Required work: In the response, the entries must appear exactly as supplied.

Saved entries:
================

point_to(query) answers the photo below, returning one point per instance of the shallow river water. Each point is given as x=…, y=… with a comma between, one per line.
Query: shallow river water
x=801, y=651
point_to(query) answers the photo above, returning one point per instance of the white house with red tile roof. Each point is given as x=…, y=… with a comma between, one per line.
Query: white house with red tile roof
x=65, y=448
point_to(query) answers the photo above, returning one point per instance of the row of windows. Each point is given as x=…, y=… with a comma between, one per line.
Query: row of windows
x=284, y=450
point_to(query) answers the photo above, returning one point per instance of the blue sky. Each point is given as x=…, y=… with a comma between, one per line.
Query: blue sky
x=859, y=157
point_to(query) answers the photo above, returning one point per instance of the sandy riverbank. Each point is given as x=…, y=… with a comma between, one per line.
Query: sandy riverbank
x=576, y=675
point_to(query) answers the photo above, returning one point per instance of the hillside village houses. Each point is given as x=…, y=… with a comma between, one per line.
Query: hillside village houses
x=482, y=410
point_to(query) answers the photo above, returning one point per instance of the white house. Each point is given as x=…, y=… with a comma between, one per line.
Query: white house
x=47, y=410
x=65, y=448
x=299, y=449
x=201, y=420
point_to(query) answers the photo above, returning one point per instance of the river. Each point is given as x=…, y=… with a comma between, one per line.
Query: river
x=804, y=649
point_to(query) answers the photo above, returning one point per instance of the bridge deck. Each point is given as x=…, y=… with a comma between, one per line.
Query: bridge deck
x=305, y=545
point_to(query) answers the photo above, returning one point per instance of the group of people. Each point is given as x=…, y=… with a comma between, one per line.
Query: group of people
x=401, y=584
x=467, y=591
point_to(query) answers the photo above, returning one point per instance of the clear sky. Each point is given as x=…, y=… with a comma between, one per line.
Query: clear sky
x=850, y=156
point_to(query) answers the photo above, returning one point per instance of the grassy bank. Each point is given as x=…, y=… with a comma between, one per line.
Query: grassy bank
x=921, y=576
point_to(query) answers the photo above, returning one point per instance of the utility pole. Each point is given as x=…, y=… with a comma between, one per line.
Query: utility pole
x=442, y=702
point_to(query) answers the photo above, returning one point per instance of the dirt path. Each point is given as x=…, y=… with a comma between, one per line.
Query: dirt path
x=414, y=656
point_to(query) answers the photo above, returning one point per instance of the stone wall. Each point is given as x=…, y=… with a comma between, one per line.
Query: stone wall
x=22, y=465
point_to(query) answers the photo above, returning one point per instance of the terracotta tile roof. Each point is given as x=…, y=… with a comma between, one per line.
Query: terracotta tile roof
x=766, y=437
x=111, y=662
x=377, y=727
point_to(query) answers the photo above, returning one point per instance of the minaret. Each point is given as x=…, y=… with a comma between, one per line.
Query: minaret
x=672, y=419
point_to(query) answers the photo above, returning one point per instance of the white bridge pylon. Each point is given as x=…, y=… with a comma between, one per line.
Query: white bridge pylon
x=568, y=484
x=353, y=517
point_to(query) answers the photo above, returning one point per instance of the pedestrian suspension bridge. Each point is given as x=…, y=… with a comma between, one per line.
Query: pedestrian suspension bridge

================

Answer box:
point_to(query) answers the photo below, returning one point per instance of the shallow river water. Each point is given as x=…, y=… with a comma between, one per line.
Query: shallow river water
x=801, y=651
point_to(query) answers the photo above, returning one point per instance of the white house with red tile roof. Each point is given as x=…, y=… with a comma between, one per line.
Query: white house with red tile roof
x=65, y=448
point_to(query) answers the photo above, returning one point per instance of the row of windows. Each point is given as x=…, y=… with a comma between, one per line.
Query: row of windows
x=284, y=450
point_to(query) answers the photo above, returning one point per instance of the blue sky. Each point is given as x=…, y=… with a comma between, one per line.
Query: blue sky
x=859, y=157
point_to(query) answers the photo above, returning one point per instance of the sandy riverbank. Each point is given as x=…, y=… with a comma between, one per line.
Query: sandy riverbank
x=576, y=675
point_to(query) answers the photo above, returning one point per instance of the hillside village houses. Each point is given as x=…, y=… with a comma between, one per line.
Query: hillside village houses
x=482, y=410
point_to(query) answers the photo above, returning one point per instance of the white house. Each point is given as x=…, y=… with a comma between, one per line.
Query: white house
x=47, y=410
x=65, y=448
x=299, y=449
x=201, y=420
point_to(query) answers the photo above, returning one point per instance of the river. Each point is given as x=…, y=… with a comma between, one per line.
Query: river
x=804, y=649
point_to(query) answers the photo above, returning one point per instance of the bridge deck. Each point is given as x=…, y=… with a comma between, one per line.
Query: bridge deck
x=305, y=545
point_to(query) answers the photo above, returning one point per instance of the group of people. Each point is given as x=…, y=… with a comma between, one per line.
Query: group of people
x=401, y=584
x=467, y=591
point_to(query) answers the photo above, returning one point per instance of the clear sky. Each point is given as x=…, y=… with a comma between, one per line.
Query: clear sky
x=850, y=156
point_to(query) answers the photo above, returning one point per instance of the grassy bank. Each point is given as x=…, y=… with a comma between, one per line.
Query: grassy bank
x=921, y=576
point_to(query) answers the photo above, returning one point per instance of the utility pole. Each point is given as x=…, y=… with a comma between, one per line.
Query: utility pole
x=442, y=702
point_to(query) answers the photo above, returning one point per instance of the dirt path. Each point is given as x=…, y=… with a comma between, one per line.
Query: dirt path
x=414, y=656
point_to(query) answers the photo above, returning one point per instance of the stone wall. Each point is given as x=…, y=… with a comma between, one per line.
Query: stone wall
x=22, y=465
point_to(query) answers the photo above, returning one point per instance of the terracotta tile roof. Each point is given as x=…, y=… with a comma between, one per line.
Query: terracotta tile roof
x=766, y=437
x=111, y=662
x=377, y=727
point_to(query) answers the photo above, returning one point per instance of the minaret. Each point is given as x=…, y=… with a comma between, one per line.
Query: minaret
x=672, y=419
point_to(query) answers the photo above, returning one point per instance of the white bridge pylon. Each point is given as x=…, y=… with a comma between, one per line.
Query: white bridge pylon
x=568, y=484
x=353, y=517
point_to(query) answers the photo above, returning one point per instance of the pedestrian suspension bridge. Each point is given as x=…, y=… with a comma between, one per line.
Query: pedestrian suspension bridge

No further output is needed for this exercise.